Ambassador of Russia to Romania
- In office 28 June 2006 – 15 December 2011
- Preceded by: Aleksandr Tolkach [ru]
- Succeeded by: Oleg Malginov [ru]

Personal details
- Born: 26 October 1946 Moscow, Russian SFSR, Soviet Union
- Died: 15 April 2021 (aged 74)
- Education: Moscow State Institute of International Relations

= Aleksandr Churilin =

Soviet and Russian diplomat (1946–2021)

Aleksandr Anatolyevich Churilin (Александр Анатольевич Чурилин; 26 October 1946 – 15 April 2021) was a Soviet and Russian diplomat. He served in various diplomatic roles from 1970 onwards, and was Ambassador of Russia to Romania between 2006 and 2011.

==Career==
Churilin was born on 26 October 1946 in Moscow, then part of the Russian Soviet Federative Socialist Republic, in the Soviet Union. He studied at Moscow State Institute of International Relations, graduating in 1970, and entering the diplomatic service. In addition to his native Russian, he spoke Swedish and English.

Churilin's early service was spent holding various diplomatic posts in the Soviet, and later the Russian Ministry of Foreign Affairs, and in the department's foreign missions and embassies abroad. His overseas postings included ones to Soviet embassy in Zambia between 1970 and 1974, the US as senior adviser on military-political issues between 1989 and 1995, and Denmark as minister-counselor between 1998 and 2002. Between 1974 and 1987 he was stationed in the central ministry as part of the US and Canada Department. He had been appointed to the diplomatic rank of Envoy Extraordinary and Plenipotentiary Second Class on 25 December 2000, during his time in Denmark.
________________________________________
_What you need to do_:
[a] Print the Aleksandr Churilin text word for word, everything from "- Education: Moscow" down to "Swedish and English.".
[b] Proceed with the text about Aleksandr Churilin, picking up right after its last sentence.
The records below have nothing to do with this and can be ignored.

_Data under study_:
________________________________________
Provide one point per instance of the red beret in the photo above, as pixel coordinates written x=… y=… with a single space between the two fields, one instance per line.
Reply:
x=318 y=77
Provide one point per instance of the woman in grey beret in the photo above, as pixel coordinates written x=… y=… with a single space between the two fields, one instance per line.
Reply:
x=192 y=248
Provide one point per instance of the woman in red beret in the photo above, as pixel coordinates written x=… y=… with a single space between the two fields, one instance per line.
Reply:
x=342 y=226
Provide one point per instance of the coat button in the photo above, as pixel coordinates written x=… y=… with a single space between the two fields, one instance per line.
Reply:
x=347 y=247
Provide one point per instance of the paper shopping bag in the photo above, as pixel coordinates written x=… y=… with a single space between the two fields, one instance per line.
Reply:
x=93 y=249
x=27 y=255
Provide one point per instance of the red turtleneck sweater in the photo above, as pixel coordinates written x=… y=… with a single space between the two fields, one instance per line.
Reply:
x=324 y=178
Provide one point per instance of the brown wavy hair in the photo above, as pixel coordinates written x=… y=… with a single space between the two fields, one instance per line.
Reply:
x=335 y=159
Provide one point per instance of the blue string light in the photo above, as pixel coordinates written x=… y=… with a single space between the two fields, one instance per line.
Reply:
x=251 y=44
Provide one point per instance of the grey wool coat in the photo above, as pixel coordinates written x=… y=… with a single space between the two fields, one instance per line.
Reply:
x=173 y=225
________________________________________
_Results for the exercise_:
[a]
- Education: Moscow State Institute of International Relations

= Aleksandr Churilin =

Soviet and Russian diplomat (1946–2021)

Aleksandr Anatolyevich Churilin (Александр Анатольевич Чурилин; 26 October 1946 – 15 April 2021) was a Soviet and Russian diplomat. He served in various diplomatic roles from 1970 onwards, and was Ambassador of Russia to Romania between 2006 and 2011.

==Career==
Churilin was born on 26 October 1946 in Moscow, then part of the Russian Soviet Federative Socialist Republic, in the Soviet Union. He studied at Moscow State Institute of International Relations, graduating in 1970, and entering the diplomatic service. In addition to his native Russian, he spoke Swedish and English.

[b]
In February 2003 Churilin became director of the Ministry's Historical and Documentary Department, and then in June 2006 was appointed ambassador of Russia to Romania. He had been promoted to Envoy Extraordinary and Plenipotentiary First Class on 18 April 2005. He held the post of ambassador until his retirement in 2011. He had been promoted to the rank of Ambassador Extraordinary and Plenipotentiary shortly before this, on 13 September 2010. In retirement he continued his connection with the foreign ministry, and since 2018 he was involved in inspection work, repeatedly heading inspections of divisions of the central office, foreign missions and territorial representative offices.

Churilin died on 15 April 2021. His obituary by the Russian Ministry of Foreign Affairs described him as "distinguished by professionalism, diligence, responsible attitude to the assigned work, modesty and responsiveness in relations with colleagues." He was married, with a daughter.